(Material supplied)

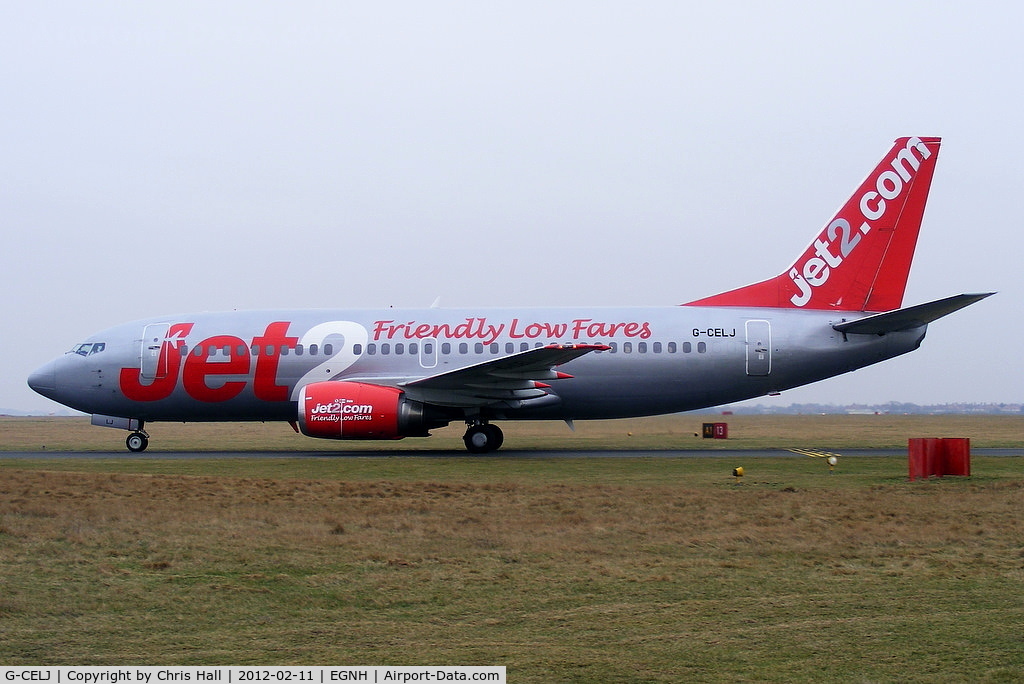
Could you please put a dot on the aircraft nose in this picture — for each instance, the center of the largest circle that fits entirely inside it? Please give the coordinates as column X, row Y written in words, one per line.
column 44, row 380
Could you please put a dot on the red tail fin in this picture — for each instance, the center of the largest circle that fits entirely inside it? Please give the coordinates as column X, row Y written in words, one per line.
column 861, row 259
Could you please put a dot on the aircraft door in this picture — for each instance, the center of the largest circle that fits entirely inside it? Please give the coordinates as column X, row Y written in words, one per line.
column 153, row 365
column 428, row 352
column 758, row 347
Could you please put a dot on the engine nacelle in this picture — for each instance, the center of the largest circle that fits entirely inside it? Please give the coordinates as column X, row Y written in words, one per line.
column 359, row 411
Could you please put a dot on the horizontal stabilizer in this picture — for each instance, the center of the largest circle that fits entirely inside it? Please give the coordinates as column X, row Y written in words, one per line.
column 912, row 316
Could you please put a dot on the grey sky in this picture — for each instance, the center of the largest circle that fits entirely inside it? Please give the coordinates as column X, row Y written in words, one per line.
column 162, row 158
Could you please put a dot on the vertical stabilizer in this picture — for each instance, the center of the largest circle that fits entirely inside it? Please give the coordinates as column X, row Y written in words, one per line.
column 861, row 259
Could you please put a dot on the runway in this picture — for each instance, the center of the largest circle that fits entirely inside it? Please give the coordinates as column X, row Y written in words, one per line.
column 501, row 455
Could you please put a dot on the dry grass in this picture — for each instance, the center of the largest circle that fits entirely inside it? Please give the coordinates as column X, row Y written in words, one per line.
column 561, row 569
column 662, row 432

(End Material supplied)

What to do >>
Take the whole listing above and copy it exactly. Pictures do not go into the copy.

Exercise response >>
Could you please put a dot on the aircraft nose in this picture — for each instance, the center of the largest circle that fits entirely inside it? Please give the coordinates as column X, row Y written in words, one per line.
column 44, row 380
Could you please put a dot on the red tail fin in this picture — for each instance, the center of the largest circle that fits entirely inside it? Please give the coordinates as column X, row Y written in words, one per line.
column 861, row 259
Could you please put a dot on the aircraft door in this picture — for each instance, the center of the largest circle that fits entirely inside it? Please give the coordinates as column X, row Y written in words, one per line.
column 153, row 365
column 428, row 352
column 758, row 347
Could you please put a dot on the engine nacelle in this picture — for each instance, the center of the largest circle that fits entirely inside it? Please give the coordinates as column X, row Y written in words, one per line.
column 359, row 411
Could you please put a dot on the horizontal stabilizer in this picture — for each instance, the center of the largest circle that fits entirely inside it? Please give the coordinates as column X, row Y written in words, one per line.
column 912, row 316
Could you please put a dot on the grey sky in this picture — for each instance, the center of the largest circle that fits entirely inside it? Please give the coordinates as column X, row Y written in words, one per line.
column 162, row 158
Could you please put a dot on the vertical stabilizer in this picture — for each instance, the center of the largest circle that fits entirely inside it? Please give the coordinates as column X, row Y written in words, one per line.
column 861, row 259
Could you please put a dot on the runway in this picture — for each instance, the center of the largest circle that fits entirely inside it? Please give the coordinates as column X, row Y written in words, one per line.
column 501, row 455
Could you please put a dot on the dry grass in this picture — for each instance, the center of the largest circle that fits entirely inside it? Please give the coordinates as column X, row Y written in words, one per line.
column 561, row 569
column 662, row 432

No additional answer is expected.